Dataset records:
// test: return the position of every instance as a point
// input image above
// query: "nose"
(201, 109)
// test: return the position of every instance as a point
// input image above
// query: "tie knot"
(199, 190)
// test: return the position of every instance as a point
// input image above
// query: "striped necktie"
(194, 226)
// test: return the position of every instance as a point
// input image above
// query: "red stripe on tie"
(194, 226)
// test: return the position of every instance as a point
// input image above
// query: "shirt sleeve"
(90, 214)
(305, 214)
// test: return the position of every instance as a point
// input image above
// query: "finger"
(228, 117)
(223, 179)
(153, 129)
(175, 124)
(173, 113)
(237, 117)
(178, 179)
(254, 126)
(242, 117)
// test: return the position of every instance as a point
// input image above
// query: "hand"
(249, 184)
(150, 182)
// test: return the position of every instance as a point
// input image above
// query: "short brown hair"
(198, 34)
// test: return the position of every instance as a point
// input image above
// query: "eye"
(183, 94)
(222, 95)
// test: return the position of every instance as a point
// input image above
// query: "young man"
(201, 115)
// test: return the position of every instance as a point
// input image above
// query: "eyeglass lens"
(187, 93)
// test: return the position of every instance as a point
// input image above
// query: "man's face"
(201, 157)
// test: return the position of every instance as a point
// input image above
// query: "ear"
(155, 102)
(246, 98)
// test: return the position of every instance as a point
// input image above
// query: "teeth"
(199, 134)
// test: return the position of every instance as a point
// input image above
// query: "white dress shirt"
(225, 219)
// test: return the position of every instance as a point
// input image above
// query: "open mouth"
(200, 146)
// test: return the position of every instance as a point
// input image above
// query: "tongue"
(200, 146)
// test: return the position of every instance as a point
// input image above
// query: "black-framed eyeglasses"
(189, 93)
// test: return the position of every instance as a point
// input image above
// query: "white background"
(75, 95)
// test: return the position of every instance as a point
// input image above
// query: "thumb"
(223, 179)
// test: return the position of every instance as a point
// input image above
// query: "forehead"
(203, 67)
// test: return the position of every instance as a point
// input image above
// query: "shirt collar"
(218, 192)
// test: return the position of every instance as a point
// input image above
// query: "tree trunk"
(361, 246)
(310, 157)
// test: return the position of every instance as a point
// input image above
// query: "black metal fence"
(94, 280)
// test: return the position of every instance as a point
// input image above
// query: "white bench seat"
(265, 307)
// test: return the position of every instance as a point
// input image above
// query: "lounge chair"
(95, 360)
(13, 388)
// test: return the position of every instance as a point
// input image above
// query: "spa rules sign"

_WHAT YOU SHOULD DO_: Show every line in the items above that contains the string "white", treating uppercase and lowercase as distinct.

_EXERCISE ANSWER_:
// query: "white dress shirt"
// query: "white background"
// query: "white bench seat"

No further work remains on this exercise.